**Excerpted data:**
_ _ _ _
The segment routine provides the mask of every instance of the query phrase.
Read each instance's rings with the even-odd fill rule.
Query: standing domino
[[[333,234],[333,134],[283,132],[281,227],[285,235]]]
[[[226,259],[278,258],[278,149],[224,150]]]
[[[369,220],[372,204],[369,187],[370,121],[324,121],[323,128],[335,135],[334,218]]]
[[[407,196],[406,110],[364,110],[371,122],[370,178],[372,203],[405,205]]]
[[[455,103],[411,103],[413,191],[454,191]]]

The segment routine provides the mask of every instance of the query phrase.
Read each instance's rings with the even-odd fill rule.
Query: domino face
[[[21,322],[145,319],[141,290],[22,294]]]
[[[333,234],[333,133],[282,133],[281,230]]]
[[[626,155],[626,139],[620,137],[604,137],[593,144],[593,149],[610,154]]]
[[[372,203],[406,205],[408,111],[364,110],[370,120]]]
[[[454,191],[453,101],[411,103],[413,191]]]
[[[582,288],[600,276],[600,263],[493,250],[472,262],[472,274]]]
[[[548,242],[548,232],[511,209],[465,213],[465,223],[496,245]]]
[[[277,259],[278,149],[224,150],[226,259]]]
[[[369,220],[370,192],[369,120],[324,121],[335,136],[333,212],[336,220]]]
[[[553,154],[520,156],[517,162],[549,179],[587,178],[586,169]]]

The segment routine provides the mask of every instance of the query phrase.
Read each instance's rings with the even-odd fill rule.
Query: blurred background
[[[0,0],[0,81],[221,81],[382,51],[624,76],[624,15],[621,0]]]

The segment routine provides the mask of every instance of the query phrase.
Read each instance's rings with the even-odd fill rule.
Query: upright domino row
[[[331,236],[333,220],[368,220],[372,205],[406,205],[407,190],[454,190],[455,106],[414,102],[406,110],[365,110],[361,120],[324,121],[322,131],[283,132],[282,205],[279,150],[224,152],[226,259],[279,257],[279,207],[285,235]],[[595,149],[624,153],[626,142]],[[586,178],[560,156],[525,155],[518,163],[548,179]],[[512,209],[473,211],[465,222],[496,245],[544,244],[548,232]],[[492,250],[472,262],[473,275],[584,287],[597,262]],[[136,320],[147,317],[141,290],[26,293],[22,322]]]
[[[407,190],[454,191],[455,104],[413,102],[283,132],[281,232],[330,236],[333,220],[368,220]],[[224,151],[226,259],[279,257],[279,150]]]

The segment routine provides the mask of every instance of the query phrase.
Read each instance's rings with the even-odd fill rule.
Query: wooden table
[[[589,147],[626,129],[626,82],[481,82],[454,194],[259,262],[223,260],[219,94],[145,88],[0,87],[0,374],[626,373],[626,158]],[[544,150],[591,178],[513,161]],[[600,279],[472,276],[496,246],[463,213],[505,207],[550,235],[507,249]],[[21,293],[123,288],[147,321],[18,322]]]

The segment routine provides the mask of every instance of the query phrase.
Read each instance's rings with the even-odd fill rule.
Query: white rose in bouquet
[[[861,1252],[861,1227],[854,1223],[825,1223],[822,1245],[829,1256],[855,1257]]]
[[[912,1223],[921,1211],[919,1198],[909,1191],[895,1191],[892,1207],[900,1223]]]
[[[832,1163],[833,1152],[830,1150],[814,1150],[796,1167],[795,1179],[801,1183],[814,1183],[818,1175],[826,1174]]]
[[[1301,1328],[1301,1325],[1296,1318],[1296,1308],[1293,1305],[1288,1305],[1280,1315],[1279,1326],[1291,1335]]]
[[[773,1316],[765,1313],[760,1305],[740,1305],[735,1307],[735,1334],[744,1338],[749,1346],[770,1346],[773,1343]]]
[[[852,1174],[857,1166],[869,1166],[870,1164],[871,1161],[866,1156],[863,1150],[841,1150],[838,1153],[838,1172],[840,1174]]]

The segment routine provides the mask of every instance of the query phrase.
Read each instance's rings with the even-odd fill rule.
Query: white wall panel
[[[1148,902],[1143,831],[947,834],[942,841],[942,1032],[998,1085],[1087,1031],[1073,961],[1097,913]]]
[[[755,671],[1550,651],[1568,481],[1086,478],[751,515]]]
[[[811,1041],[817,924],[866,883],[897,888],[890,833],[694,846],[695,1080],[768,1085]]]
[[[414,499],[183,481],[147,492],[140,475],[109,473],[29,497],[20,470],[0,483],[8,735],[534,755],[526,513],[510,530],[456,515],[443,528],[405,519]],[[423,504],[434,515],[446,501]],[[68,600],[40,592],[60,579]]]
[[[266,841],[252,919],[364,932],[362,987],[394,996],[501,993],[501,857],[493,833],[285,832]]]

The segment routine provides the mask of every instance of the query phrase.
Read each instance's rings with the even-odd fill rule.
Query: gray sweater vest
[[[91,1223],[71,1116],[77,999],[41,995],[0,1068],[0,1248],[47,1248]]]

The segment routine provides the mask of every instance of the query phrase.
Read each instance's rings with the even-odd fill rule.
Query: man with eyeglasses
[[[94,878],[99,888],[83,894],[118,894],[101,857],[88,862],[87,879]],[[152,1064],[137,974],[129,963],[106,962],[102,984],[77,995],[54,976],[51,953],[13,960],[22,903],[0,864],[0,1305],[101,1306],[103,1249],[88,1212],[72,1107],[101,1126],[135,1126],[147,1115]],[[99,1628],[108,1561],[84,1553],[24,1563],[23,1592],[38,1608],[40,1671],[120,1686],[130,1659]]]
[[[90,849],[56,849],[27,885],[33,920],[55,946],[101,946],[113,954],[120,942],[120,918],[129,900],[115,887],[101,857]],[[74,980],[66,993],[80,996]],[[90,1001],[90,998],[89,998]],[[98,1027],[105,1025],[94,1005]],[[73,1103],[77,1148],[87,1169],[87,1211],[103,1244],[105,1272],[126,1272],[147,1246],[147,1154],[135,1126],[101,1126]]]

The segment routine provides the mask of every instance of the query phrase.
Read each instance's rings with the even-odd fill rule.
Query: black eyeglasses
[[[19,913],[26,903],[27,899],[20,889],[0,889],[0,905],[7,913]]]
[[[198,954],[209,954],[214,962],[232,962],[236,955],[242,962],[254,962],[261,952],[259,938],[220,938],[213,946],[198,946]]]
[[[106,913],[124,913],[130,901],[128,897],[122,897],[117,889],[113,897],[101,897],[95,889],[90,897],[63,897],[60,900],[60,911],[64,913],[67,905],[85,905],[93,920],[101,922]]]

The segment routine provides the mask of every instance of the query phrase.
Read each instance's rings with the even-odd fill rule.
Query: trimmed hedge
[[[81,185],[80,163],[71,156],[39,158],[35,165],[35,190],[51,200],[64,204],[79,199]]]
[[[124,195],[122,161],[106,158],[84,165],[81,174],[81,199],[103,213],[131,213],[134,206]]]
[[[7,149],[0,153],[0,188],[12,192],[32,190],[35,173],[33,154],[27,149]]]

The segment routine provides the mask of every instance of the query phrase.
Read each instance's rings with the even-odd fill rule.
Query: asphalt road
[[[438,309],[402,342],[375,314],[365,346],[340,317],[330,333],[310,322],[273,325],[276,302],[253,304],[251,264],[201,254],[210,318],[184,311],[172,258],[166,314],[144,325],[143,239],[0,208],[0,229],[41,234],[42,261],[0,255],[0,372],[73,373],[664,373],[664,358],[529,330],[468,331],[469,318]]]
_ _ _ _
**Task prompt:** Give back each line above exactly as written.

**Response to the exercise:**
The segment routine provides the mask of every instance of the query phrase.
Read each instance's rings with the even-odd fill rule.
Query: standing domino
[[[333,234],[333,134],[283,132],[281,227],[285,235]]]
[[[226,259],[278,258],[278,149],[224,150]]]
[[[369,220],[372,204],[369,187],[370,121],[324,121],[323,128],[335,135],[334,218]]]
[[[407,196],[406,110],[364,110],[371,122],[370,178],[372,203],[405,205]]]
[[[455,103],[411,103],[413,191],[454,191]]]

The segment routine provides the mask of every instance of the query phrase.
Read each instance's rings with the even-odd fill rule.
Query: domino face
[[[21,322],[145,319],[141,290],[22,294]]]
[[[333,234],[333,133],[282,133],[281,230]]]
[[[626,155],[626,139],[620,137],[604,137],[593,144],[593,149],[610,154]]]
[[[372,203],[406,205],[408,111],[364,110],[370,120]]]
[[[454,191],[453,101],[411,103],[413,191]]]
[[[582,288],[600,276],[600,263],[493,250],[472,262],[472,274]]]
[[[548,242],[548,232],[511,209],[465,213],[465,223],[496,245]]]
[[[277,259],[278,149],[224,150],[226,259]]]
[[[369,220],[370,192],[369,120],[324,121],[335,136],[333,212],[336,220]]]
[[[553,154],[520,156],[517,162],[549,179],[587,178],[586,169]]]

The segment routine provides the mask of every instance of the query phrase.
Read each instance's rings with the even-odd fill rule.
Query: blurred background
[[[0,0],[0,81],[221,81],[382,51],[624,76],[624,15],[621,0]]]

The segment routine provides the mask of every instance of the query phrase.
Read each instance's rings with the even-odd fill rule.
Query: upright domino row
[[[331,236],[333,220],[368,220],[372,205],[406,205],[407,190],[454,190],[455,106],[414,102],[406,110],[365,110],[361,120],[324,121],[322,131],[283,132],[282,205],[279,150],[224,152],[226,259],[279,257],[279,207],[285,235]],[[595,149],[624,153],[626,142]],[[586,178],[560,156],[525,155],[518,163],[548,179]],[[512,209],[473,211],[465,222],[496,245],[544,244],[548,232]],[[492,250],[472,262],[473,275],[584,287],[597,262]],[[136,320],[147,317],[141,290],[26,293],[22,322]]]
[[[407,190],[454,191],[455,104],[413,102],[283,132],[281,232],[330,236],[333,220],[368,220]],[[224,151],[226,259],[279,257],[279,150]]]

The segment routine provides the mask of every instance of the query phrase.
Read each instance's rings with the even-odd fill rule.
Query: wooden table
[[[589,147],[626,129],[626,82],[481,82],[454,194],[259,262],[223,260],[219,94],[145,88],[0,87],[0,374],[626,373],[626,158]],[[544,150],[591,178],[513,161]],[[600,279],[472,276],[496,246],[463,213],[505,207],[550,235],[507,249]],[[21,293],[123,288],[147,321],[18,322]]]

The segment routine provides the mask of every instance of the query phrase.
Read each instance's rings with the even-odd fill rule.
Query: white rose in bouquet
[[[861,1252],[861,1227],[854,1223],[825,1223],[822,1245],[829,1256],[855,1257]]]
[[[912,1223],[921,1211],[919,1198],[909,1191],[895,1191],[892,1207],[900,1223]]]
[[[832,1163],[833,1152],[830,1150],[814,1150],[796,1167],[795,1179],[801,1183],[814,1183],[818,1175],[826,1174]]]
[[[1301,1328],[1301,1325],[1296,1318],[1296,1308],[1293,1305],[1288,1305],[1280,1315],[1279,1326],[1291,1335]]]
[[[773,1316],[765,1313],[760,1305],[740,1305],[735,1307],[735,1334],[744,1338],[749,1346],[770,1346],[773,1343]]]
[[[852,1174],[857,1166],[869,1166],[870,1164],[871,1161],[866,1156],[863,1150],[841,1150],[838,1153],[838,1172],[840,1174]]]

The segment routine provides the mask of every instance of the query phrase.
Read each instance's rings with the even-odd fill rule.
Query: white wall panel
[[[1148,902],[1143,831],[947,834],[942,841],[942,1032],[998,1085],[1087,1031],[1073,961],[1097,913]]]
[[[755,671],[1550,651],[1568,481],[1086,478],[751,515]]]
[[[811,1041],[817,924],[866,883],[897,888],[890,833],[694,846],[695,1080],[768,1085]]]
[[[414,499],[183,481],[147,492],[140,475],[109,473],[29,497],[20,470],[0,483],[8,735],[534,755],[526,513],[510,530],[456,515],[443,528],[405,519]],[[423,504],[434,515],[446,501]],[[68,600],[40,592],[60,579]]]
[[[266,841],[252,919],[364,932],[362,987],[394,996],[501,993],[501,857],[493,833],[285,832]]]

The segment routine provides the mask of every instance of the query phrase.
Read each instance's rings with the even-odd fill rule.
Query: gray sweater vest
[[[91,1223],[71,1116],[77,999],[41,995],[0,1068],[0,1248],[47,1248]]]

The segment routine provides the mask of every instance of the query phrase.
Read each instance's rings with the even-odd fill rule.
Query: man with eyeglasses
[[[94,878],[99,888],[83,894],[118,894],[101,857],[88,862],[87,879]],[[152,1064],[137,974],[129,963],[106,962],[102,984],[77,995],[54,976],[51,953],[13,960],[22,903],[0,864],[0,1305],[101,1306],[103,1249],[88,1212],[72,1107],[101,1126],[135,1126],[147,1115]],[[99,1628],[108,1561],[84,1553],[24,1563],[23,1592],[38,1608],[40,1671],[120,1686],[130,1659]]]
[[[90,849],[56,849],[27,885],[33,920],[55,946],[101,946],[113,954],[120,942],[120,918],[129,900],[115,887],[101,857]],[[74,980],[66,993],[80,996]],[[90,1001],[90,998],[89,998]],[[98,1027],[105,1025],[94,1005]],[[73,1103],[77,1148],[87,1169],[87,1211],[103,1244],[105,1272],[126,1272],[147,1246],[147,1154],[135,1126],[101,1126]]]

The segment routine provides the mask of every instance of the query phrase.
Read each instance's rings with the even-odd fill rule.
Query: black eyeglasses
[[[19,913],[26,903],[27,899],[20,889],[0,889],[0,905],[7,913]]]
[[[198,954],[209,954],[214,962],[232,962],[236,955],[242,962],[254,962],[261,952],[259,938],[220,938],[213,946],[198,946]]]
[[[106,913],[124,913],[130,901],[128,897],[122,897],[117,889],[113,897],[101,897],[95,889],[90,897],[63,897],[60,900],[60,911],[64,913],[67,905],[85,905],[93,920],[101,922]]]

The segment routine provides the mask of every instance of the query phrase.
Read each instance's rings with the even-odd fill rule.
Query: trimmed hedge
[[[81,185],[80,163],[71,156],[39,158],[35,165],[35,190],[51,200],[64,204],[79,199]]]
[[[124,195],[122,161],[106,158],[84,165],[81,174],[81,199],[103,213],[131,213],[134,206]]]
[[[7,149],[0,153],[0,188],[12,192],[32,190],[35,173],[33,154],[27,149]]]

The segment routine provides the mask of every instance of the query phrase.
Read each instance's rings with the even-odd fill rule.
Query: asphalt road
[[[438,309],[402,342],[375,314],[365,346],[340,317],[330,333],[310,322],[273,325],[276,302],[253,304],[251,264],[201,254],[210,318],[184,311],[172,258],[166,314],[144,325],[143,239],[0,208],[0,229],[41,234],[42,261],[0,255],[0,372],[73,373],[664,373],[664,358],[529,330],[468,331],[469,318]]]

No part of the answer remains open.